● **Stored records**:
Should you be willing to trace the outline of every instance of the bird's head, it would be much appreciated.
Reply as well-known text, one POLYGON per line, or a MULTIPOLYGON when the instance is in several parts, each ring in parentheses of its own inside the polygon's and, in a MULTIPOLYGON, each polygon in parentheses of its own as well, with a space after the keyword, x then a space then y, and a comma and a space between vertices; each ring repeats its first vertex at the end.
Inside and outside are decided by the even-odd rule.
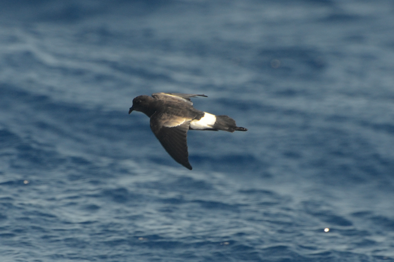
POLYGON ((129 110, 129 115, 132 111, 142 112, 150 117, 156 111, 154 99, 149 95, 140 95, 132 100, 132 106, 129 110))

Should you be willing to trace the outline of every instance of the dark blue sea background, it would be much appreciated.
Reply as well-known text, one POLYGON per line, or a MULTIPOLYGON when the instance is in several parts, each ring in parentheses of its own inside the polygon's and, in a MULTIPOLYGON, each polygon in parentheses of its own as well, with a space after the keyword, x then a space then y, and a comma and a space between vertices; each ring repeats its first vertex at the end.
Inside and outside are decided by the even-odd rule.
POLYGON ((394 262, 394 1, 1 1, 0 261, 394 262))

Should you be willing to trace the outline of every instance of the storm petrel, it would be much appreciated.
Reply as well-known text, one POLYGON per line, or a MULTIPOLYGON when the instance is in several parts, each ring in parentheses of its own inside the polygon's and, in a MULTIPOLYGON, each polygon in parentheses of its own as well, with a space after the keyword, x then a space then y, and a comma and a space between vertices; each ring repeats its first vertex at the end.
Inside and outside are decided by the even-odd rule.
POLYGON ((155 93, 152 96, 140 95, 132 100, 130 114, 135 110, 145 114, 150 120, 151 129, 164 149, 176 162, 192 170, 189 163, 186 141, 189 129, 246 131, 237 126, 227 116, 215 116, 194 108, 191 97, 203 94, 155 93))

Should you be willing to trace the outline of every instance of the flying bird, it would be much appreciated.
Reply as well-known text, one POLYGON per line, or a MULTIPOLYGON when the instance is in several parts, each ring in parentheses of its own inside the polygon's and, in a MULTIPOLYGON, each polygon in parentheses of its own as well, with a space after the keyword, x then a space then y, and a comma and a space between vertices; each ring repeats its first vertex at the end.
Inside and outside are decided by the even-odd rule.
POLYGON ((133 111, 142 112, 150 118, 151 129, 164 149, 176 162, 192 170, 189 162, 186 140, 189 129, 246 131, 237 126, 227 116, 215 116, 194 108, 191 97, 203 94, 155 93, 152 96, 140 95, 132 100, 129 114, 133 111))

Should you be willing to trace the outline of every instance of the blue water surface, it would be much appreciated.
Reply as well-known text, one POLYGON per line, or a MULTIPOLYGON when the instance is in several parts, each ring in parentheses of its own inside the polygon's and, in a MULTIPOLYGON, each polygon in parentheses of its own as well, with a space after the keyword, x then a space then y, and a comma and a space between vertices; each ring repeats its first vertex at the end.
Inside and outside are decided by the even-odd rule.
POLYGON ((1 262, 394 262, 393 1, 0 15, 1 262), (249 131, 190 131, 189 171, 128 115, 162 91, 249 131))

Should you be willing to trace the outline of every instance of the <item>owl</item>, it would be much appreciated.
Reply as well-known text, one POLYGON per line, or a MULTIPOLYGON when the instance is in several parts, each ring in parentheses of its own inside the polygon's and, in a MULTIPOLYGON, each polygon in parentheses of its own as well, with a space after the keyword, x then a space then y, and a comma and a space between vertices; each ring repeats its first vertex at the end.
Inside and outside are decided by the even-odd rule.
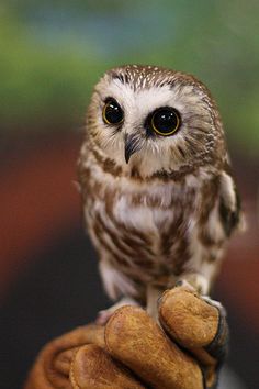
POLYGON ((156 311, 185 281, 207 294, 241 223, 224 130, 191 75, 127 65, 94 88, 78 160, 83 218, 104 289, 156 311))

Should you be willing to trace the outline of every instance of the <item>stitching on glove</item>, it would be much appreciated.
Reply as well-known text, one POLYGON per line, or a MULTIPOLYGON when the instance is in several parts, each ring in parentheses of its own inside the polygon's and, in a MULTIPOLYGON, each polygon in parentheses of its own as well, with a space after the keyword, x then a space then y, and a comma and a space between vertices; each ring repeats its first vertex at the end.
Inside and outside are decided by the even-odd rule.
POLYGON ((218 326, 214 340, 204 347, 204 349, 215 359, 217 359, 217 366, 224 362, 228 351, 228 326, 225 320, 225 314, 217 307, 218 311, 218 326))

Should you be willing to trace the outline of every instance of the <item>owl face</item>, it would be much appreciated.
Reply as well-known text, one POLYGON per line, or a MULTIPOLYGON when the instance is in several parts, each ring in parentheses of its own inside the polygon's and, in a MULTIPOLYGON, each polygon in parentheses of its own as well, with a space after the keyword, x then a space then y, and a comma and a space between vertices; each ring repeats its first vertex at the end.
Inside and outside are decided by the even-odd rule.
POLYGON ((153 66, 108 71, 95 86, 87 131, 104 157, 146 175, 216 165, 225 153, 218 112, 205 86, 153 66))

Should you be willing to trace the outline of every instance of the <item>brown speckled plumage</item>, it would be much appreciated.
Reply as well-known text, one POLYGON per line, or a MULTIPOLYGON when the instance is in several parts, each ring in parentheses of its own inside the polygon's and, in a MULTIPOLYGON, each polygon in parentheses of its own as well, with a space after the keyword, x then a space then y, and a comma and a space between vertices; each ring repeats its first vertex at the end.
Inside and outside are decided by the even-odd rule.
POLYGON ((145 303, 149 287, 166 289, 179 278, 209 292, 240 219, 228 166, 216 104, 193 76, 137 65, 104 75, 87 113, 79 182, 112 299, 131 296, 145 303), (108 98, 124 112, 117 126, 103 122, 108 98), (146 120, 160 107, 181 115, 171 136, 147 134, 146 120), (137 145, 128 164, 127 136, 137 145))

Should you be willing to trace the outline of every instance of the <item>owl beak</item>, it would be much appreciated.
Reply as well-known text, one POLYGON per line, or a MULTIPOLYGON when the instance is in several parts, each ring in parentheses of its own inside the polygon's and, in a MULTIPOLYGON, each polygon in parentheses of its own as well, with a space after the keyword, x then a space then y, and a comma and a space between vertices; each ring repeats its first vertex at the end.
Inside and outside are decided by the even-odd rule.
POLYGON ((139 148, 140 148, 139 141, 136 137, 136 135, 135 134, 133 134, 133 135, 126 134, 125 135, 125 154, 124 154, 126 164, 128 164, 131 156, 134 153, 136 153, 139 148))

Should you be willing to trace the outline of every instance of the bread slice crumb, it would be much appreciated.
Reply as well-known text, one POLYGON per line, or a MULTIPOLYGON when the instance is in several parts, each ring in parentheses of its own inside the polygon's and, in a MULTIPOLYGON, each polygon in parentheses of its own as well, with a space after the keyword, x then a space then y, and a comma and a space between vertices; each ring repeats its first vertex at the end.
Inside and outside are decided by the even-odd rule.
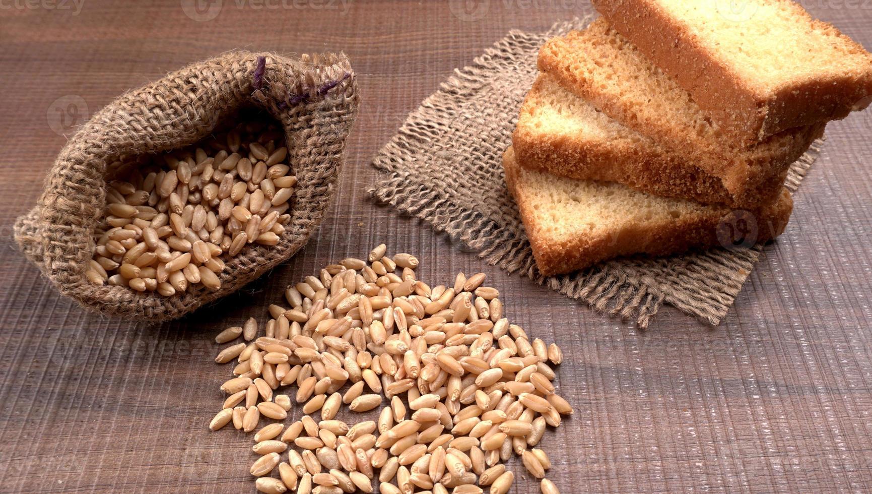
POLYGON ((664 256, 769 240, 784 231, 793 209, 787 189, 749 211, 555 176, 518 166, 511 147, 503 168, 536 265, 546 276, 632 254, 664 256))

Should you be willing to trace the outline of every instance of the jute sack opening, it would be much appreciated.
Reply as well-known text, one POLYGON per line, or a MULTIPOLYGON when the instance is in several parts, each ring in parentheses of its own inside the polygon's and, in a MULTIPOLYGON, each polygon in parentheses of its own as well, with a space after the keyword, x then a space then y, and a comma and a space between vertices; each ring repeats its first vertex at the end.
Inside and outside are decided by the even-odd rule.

* * *

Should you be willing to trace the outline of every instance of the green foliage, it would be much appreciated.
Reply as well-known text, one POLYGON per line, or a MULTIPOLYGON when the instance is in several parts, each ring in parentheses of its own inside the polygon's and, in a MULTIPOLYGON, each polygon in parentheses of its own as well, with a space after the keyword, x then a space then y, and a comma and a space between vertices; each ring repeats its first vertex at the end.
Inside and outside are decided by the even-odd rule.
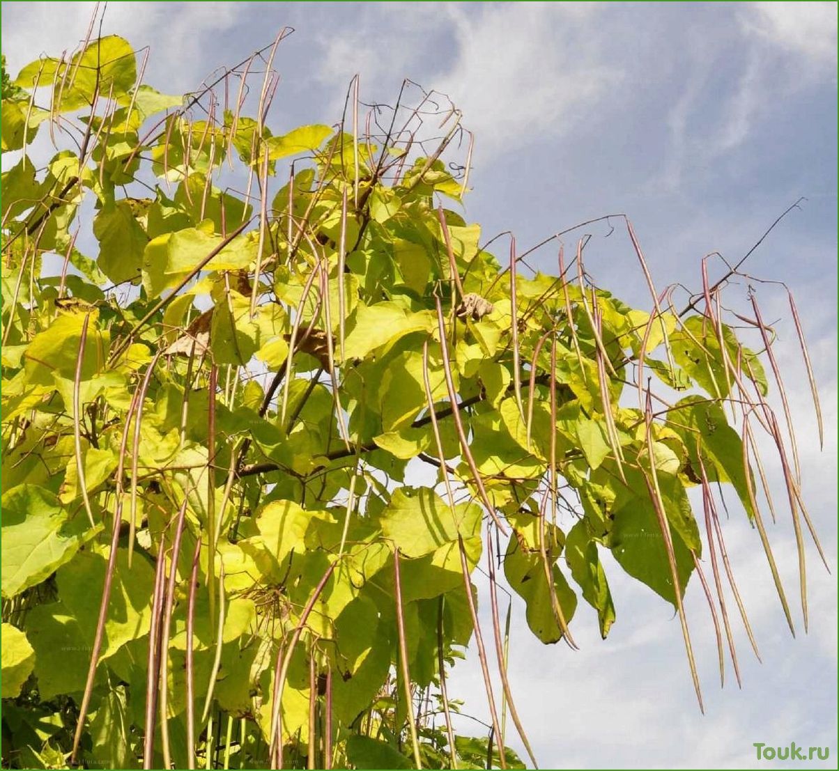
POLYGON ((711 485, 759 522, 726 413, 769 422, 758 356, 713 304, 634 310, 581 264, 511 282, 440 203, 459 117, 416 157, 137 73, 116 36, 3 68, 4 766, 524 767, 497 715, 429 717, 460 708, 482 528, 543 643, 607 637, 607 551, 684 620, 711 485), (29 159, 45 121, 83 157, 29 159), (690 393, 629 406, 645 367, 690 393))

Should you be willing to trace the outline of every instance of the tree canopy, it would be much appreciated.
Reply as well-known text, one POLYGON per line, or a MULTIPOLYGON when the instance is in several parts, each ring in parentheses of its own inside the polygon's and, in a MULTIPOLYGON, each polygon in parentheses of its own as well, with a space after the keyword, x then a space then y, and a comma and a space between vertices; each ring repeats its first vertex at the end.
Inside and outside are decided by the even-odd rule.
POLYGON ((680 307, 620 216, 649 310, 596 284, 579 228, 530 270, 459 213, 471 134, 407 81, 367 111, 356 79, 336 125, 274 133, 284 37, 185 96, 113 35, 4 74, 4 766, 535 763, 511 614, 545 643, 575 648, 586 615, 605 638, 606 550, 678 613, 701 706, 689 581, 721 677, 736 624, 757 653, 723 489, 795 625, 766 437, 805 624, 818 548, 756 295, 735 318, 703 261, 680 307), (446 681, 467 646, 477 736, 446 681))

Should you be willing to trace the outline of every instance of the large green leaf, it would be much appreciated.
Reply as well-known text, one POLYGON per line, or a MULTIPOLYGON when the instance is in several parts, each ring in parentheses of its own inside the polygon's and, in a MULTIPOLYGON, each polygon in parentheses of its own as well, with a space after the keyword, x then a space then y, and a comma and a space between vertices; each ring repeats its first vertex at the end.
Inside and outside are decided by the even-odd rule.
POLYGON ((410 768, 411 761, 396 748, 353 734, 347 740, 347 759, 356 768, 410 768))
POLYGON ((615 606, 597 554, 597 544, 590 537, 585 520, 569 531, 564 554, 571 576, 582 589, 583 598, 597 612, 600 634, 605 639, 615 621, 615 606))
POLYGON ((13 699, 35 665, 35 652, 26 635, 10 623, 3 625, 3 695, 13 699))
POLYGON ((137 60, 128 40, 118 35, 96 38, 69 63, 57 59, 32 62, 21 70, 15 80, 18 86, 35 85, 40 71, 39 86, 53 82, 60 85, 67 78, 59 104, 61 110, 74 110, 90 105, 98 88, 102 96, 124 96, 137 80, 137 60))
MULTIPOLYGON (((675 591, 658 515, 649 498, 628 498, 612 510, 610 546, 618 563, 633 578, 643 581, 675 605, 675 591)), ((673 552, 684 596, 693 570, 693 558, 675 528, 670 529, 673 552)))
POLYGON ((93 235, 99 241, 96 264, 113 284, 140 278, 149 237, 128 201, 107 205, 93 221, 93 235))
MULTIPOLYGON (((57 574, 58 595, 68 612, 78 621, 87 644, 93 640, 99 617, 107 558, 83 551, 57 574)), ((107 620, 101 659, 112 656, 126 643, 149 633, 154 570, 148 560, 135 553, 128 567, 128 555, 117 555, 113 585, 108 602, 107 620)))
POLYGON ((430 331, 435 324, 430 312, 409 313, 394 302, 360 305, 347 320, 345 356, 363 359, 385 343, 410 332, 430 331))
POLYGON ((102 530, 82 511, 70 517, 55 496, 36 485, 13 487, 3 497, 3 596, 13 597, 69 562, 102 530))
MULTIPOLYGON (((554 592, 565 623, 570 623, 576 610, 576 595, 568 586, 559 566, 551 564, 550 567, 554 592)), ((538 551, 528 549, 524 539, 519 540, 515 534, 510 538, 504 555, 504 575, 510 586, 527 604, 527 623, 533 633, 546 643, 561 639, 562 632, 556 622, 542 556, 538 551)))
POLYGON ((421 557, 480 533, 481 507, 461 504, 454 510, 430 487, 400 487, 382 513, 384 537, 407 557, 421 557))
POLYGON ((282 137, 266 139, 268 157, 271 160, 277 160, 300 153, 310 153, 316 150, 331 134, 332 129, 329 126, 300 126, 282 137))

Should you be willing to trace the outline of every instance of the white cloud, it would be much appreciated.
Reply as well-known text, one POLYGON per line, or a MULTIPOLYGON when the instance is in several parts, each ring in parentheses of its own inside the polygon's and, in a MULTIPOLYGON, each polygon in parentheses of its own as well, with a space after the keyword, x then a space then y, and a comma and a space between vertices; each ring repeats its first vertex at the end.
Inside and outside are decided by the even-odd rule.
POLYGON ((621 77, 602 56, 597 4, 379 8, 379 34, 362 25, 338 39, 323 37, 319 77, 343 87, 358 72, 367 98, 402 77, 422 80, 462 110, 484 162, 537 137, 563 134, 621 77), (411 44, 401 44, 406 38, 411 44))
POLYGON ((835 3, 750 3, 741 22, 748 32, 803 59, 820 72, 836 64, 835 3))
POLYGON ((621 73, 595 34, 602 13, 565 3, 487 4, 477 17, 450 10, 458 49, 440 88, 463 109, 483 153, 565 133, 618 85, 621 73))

● **Task statement**: Copy the lines word for word, starting at the line that contains "foliage, it would be much appreciated." and stopping after the line that contains "POLYGON ((711 485, 759". Leave the pictures out of your answer.

● **Task result**:
Should you be willing to trace the outline of every instance of the green foliage, it would be much appreciated.
Reply as well-known text, one POLYGON per line, or a MULTIPOLYGON when the instance is in several parts, each ring in parentheses of its own inside the polygon's and, in a MULTIPOLYGON, each polygon in parentheses of its own as well, with a space after the keyword, x then a space then y, and a comma and a space between vertices; each ring repeats its first vertex at the end.
Inside and outside are decided by the even-odd rule.
POLYGON ((711 485, 759 522, 726 413, 769 422, 758 356, 713 304, 634 310, 581 264, 511 282, 440 203, 459 117, 416 157, 137 73, 116 36, 3 68, 4 766, 524 767, 497 715, 429 717, 460 708, 482 528, 543 643, 607 637, 607 551, 684 620, 711 485), (29 159, 45 121, 83 157, 29 159), (690 393, 629 406, 645 367, 690 393))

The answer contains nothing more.